### [Dataset excerpts]
* * * * * * *
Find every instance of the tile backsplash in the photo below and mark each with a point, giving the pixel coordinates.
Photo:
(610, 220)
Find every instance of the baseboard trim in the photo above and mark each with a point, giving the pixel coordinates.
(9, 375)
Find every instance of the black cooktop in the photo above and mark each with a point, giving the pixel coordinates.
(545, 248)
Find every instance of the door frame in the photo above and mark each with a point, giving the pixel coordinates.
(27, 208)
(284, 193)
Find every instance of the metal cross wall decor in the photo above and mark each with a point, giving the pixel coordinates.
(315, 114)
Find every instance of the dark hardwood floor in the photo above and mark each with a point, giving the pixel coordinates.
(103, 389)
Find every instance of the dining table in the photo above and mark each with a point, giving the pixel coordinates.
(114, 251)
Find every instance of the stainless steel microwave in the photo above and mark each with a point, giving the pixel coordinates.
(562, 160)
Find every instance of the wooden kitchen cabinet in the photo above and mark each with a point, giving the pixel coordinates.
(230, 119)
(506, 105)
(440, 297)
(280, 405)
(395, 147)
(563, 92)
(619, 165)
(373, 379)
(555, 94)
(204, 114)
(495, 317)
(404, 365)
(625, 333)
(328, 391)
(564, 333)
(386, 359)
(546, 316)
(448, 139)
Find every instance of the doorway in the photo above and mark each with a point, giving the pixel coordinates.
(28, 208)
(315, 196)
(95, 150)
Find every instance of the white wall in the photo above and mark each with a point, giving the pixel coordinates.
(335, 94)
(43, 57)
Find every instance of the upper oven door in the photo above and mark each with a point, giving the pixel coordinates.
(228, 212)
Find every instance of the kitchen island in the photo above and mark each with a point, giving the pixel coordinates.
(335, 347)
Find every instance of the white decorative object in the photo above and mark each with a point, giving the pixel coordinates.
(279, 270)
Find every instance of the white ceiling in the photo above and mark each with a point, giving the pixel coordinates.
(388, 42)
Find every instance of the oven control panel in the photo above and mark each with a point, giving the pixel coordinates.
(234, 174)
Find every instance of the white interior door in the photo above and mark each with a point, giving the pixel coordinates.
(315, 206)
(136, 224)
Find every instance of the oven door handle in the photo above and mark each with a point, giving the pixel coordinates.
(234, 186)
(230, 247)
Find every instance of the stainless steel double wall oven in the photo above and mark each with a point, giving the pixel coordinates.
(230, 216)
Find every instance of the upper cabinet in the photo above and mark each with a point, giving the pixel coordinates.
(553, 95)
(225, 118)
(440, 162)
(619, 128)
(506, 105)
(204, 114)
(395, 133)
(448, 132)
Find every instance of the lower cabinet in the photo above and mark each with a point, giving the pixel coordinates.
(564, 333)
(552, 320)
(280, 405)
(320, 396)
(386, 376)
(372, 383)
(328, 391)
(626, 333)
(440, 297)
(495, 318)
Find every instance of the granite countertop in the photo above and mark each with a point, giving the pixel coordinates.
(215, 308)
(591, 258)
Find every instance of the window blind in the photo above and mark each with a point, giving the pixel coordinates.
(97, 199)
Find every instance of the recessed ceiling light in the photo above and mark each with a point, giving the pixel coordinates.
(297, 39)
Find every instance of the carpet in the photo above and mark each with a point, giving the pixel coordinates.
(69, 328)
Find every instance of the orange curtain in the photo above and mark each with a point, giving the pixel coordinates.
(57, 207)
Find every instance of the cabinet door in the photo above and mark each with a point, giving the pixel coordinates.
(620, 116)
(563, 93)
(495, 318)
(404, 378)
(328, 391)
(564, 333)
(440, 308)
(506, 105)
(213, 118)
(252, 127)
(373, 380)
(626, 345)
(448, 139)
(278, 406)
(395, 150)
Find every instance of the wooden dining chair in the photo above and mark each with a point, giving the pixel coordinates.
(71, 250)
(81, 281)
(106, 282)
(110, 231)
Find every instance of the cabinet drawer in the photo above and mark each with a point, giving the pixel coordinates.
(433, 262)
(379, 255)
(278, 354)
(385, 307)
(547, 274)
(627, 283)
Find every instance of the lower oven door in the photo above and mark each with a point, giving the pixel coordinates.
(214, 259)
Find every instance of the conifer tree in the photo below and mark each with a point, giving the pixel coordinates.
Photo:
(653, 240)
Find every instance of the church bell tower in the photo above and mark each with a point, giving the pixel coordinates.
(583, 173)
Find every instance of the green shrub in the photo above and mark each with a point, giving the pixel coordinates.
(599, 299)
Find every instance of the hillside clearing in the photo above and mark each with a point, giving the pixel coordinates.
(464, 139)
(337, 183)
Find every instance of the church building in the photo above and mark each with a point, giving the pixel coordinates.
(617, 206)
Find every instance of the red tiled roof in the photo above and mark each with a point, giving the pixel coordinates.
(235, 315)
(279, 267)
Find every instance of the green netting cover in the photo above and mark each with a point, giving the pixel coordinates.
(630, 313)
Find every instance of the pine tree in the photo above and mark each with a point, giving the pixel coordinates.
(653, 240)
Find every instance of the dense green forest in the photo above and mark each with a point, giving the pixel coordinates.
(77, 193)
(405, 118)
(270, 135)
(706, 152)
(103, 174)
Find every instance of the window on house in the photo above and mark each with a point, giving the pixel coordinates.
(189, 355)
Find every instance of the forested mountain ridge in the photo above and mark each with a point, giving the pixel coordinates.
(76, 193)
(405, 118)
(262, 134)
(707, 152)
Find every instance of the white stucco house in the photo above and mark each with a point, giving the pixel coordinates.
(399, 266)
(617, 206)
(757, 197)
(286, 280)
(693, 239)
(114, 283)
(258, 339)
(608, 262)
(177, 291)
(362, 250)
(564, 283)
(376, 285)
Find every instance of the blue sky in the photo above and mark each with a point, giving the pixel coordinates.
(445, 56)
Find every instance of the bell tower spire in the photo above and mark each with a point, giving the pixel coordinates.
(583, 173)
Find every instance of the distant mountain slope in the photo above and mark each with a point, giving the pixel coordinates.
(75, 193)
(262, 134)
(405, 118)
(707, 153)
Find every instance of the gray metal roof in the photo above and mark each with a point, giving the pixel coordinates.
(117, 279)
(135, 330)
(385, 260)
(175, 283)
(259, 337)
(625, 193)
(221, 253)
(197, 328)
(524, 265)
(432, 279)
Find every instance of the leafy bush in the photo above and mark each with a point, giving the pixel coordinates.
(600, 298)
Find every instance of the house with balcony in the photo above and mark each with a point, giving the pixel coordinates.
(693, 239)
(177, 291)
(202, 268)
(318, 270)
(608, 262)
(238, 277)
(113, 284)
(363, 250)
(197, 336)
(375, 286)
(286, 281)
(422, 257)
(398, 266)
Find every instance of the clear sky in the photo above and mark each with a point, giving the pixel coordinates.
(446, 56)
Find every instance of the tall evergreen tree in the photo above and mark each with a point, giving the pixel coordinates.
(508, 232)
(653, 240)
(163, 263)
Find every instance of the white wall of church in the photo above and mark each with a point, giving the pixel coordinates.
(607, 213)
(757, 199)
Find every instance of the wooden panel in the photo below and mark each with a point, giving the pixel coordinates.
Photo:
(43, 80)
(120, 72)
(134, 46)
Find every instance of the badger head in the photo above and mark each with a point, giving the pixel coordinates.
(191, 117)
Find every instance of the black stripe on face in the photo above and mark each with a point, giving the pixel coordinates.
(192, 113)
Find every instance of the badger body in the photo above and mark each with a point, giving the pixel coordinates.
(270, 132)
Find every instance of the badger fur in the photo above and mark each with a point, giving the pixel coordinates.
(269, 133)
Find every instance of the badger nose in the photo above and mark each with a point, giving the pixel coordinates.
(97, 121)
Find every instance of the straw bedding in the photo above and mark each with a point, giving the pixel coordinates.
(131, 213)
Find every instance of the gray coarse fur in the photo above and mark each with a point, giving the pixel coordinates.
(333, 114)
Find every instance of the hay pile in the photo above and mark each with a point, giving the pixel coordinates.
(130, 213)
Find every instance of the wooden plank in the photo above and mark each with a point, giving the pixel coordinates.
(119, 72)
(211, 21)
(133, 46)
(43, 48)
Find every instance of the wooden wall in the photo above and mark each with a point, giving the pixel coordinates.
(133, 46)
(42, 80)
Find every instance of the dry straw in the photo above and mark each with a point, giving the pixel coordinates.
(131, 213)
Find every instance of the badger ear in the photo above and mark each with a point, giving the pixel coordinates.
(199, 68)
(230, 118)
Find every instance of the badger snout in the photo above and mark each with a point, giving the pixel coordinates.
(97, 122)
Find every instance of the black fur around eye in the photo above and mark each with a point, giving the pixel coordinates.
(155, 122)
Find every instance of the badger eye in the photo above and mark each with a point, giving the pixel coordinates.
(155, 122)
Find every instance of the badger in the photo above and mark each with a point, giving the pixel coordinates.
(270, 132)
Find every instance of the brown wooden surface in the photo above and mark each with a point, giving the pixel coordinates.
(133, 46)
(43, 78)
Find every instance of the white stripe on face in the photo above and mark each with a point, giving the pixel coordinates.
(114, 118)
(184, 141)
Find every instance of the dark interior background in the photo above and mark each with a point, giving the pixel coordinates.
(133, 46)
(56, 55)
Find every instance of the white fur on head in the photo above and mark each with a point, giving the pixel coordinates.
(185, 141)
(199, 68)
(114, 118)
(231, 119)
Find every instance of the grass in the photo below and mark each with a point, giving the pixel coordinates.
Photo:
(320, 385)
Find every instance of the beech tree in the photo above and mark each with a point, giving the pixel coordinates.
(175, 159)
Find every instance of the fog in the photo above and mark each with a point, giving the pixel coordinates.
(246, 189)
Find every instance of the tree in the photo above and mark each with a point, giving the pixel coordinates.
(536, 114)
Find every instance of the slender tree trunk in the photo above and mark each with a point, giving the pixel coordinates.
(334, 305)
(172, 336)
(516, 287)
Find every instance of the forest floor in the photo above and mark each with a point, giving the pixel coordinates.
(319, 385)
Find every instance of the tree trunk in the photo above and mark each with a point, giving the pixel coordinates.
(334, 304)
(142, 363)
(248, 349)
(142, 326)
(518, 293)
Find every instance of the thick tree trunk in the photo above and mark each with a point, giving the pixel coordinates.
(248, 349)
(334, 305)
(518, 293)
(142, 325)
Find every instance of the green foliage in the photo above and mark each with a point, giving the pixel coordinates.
* * * * * * *
Across the material, how many lines contain "below"? The reply must be that number and nothing else.

4